AIM OF THE EXERCISE - Output all of the records exactly as written.
#### RECORDS FOR THE EXERCISE ####
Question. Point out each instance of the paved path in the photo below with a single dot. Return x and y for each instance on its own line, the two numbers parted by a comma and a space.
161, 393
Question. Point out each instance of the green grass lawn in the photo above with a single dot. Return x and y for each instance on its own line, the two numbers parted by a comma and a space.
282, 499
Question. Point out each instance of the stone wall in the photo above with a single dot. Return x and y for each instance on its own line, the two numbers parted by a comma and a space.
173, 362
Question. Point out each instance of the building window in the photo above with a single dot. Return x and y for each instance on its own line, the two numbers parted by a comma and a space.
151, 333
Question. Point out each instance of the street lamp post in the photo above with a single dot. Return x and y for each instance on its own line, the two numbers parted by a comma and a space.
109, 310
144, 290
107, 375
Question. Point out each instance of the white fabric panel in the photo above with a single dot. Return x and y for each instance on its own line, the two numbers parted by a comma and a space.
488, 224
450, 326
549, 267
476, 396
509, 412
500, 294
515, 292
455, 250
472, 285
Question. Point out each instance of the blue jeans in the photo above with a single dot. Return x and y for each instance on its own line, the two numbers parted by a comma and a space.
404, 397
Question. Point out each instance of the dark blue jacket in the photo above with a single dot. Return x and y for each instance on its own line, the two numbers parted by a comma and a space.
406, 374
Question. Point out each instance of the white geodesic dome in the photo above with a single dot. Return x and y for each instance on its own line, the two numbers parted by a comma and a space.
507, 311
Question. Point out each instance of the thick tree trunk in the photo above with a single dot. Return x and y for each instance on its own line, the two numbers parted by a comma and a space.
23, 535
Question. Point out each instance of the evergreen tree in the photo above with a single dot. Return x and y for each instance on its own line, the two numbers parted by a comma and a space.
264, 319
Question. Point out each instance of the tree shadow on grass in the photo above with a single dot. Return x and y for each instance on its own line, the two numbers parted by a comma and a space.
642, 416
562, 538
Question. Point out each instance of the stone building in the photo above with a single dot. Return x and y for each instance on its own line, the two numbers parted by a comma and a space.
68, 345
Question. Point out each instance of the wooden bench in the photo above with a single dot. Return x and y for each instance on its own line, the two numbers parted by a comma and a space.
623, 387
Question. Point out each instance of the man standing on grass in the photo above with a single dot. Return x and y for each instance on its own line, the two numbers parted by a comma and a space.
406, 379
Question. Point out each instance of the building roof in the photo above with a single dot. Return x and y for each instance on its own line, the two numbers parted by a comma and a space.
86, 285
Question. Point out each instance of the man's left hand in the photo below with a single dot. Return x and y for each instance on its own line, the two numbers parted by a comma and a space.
####
TASK SOLUTION -
Question. Point out each instance of the paved path in the photo below with a single dot. Return x and y for each instance on its own line, the two numbers parted by a comma and a space.
161, 393
Question. Point out each instance of the green grass lawn in the photo above with a single dot. Return x and y for each instance on its own line, the two numbers parted by a comma and a space.
282, 499
Question. Point out each instance of the stone wall in the photo above with a single dot. Return x and y for each instance on its own line, the two numbers parted by a comma and a space.
173, 362
Question. Point out each instance of the building window in the photo above with a single dot. Return x and y for each instance on its own line, the two numbers parted by a comma and a space.
151, 333
Question. Point out each instance of the street lamp post in the photo above with a single dot. Return x and y for each instance on its own line, the two numbers parted by a comma and a space.
109, 310
144, 290
107, 375
Question. Point out each instance of the white fabric panel in the photo above with a single dot. Return x and y for each instance on its own line, the two numbers parted by a comma and a space.
488, 224
450, 326
549, 267
476, 396
509, 412
500, 294
515, 292
455, 250
472, 285
Question. Point out each instance of the blue jeans in the photo above with a single dot. Return x and y for each instance on its own line, the two numbers parted by a comma and a space.
404, 397
Question. Point out each instance of the dark blue jacket in the photo above with a single dot. Return x and y for each instance on its own line, the two numbers parted by a comma and a space.
406, 374
Question. Point out each instance of the white geodesic dome in the photo above with a single dot. Return x and y for each instance on its own line, the two numbers parted by a comma and a space.
507, 311
Question. Point out each instance of the thick tree trunk in the photo above with a single dot. Return x and y for each instance on its own line, the two numbers parted by a comma and a space.
23, 535
Question. Point out each instance of the evergreen tree in the photo above with a single dot. Return x and y for each instance on its own line, the two numbers parted by a comma and a space.
264, 319
Question. Point out each instance of the tree shadow on grass in the photo above with a single dot. Return x and y for each instance on its own line, the two numbers parted by a comma and a space.
642, 416
562, 538
Question. Point out each instance of the stone building in the photo above with a single dot. Return x and y for each instance on its own line, the two numbers parted by a comma and a space.
68, 345
Question. Point out each instance of the wooden bench in the photo above with a single dot. Return x and y for each instance on its own line, the two numbers parted by a comma and a space.
623, 387
Question. Point out each instance of the man standing on grass in the photo above with a single dot. Return x and y for each instance on its own line, the two numbers parted by a comma and a space.
406, 379
Question. Point out each instance of the building roof in the photo above with a single dot. Return x and y for each instance on its own line, the two numbers parted by a comma and a space.
86, 285
Question. Point out each instance of the man's left hand in the photo below with a single dot. Return x and y for each instance on its own line, the two numbers parted by a comma and a space.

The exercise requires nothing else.